[Position identification records]
┌────────

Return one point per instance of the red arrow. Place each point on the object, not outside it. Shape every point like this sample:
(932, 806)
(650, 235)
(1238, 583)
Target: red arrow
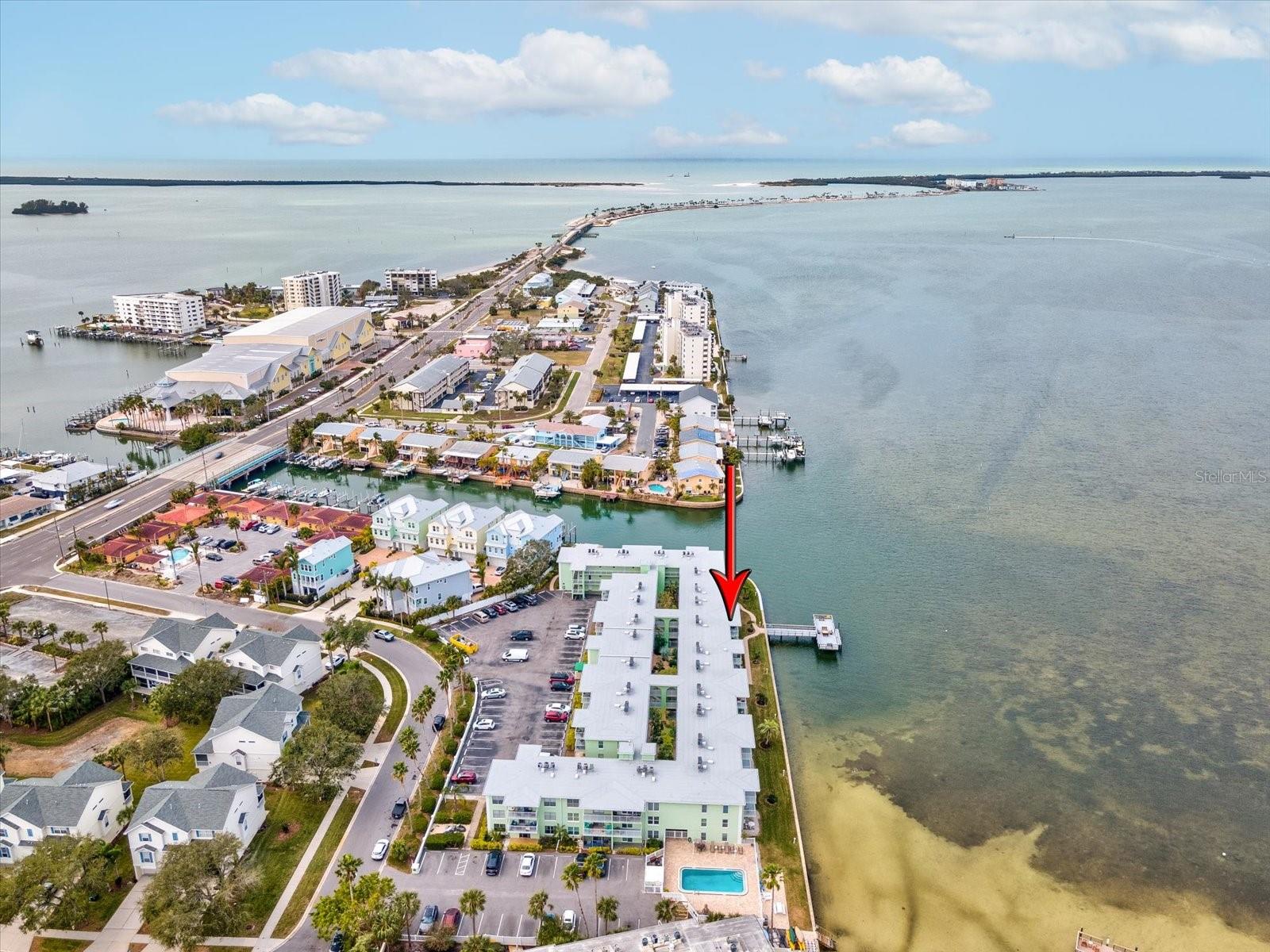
(729, 584)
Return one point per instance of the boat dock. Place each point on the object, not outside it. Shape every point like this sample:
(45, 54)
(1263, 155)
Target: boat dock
(823, 632)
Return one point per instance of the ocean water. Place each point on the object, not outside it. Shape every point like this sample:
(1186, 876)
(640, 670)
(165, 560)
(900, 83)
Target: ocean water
(1022, 501)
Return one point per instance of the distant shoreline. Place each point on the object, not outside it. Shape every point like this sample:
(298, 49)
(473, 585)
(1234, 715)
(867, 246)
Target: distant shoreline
(178, 183)
(937, 181)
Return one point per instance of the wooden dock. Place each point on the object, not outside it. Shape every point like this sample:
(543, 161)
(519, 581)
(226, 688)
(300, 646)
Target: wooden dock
(823, 632)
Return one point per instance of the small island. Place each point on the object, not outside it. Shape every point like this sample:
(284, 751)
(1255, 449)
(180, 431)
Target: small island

└────────

Reproduce every one of the records above verbatim, from the first line to the last, leaving out the pictures.

Return one point per instance of the red arrow. Place each point on the object, not outside it. Shape every point like this sample:
(932, 806)
(650, 235)
(1238, 583)
Target: red arrow
(729, 584)
Return one point per instance of the boat dock. Place each point on the object, not outside it. Shape every point like this sample:
(45, 54)
(1263, 155)
Target: boat dock
(823, 632)
Return one point per instance of the ocean water. Place each point on the object, not outside it. Shape every point like this sample:
(1186, 876)
(640, 670)
(165, 560)
(900, 83)
Target: ocean water
(1022, 501)
Return one point per instance of the distant shoreline. Place each point on the object, not outside it. Shape every point like this sample:
(298, 49)
(473, 585)
(1234, 715)
(867, 246)
Target: distant shoreline
(178, 183)
(937, 181)
Return one point per instance of the wooden dock. Place each point on the object, not outside it. Shape every point like this sample:
(543, 161)
(519, 581)
(226, 688)
(300, 646)
Target: wooden dock
(823, 632)
Return one point per instance of the small island. Place each point on the object, not outside it. Shape every point like this sample:
(284, 751)
(1255, 449)
(180, 431)
Target: small island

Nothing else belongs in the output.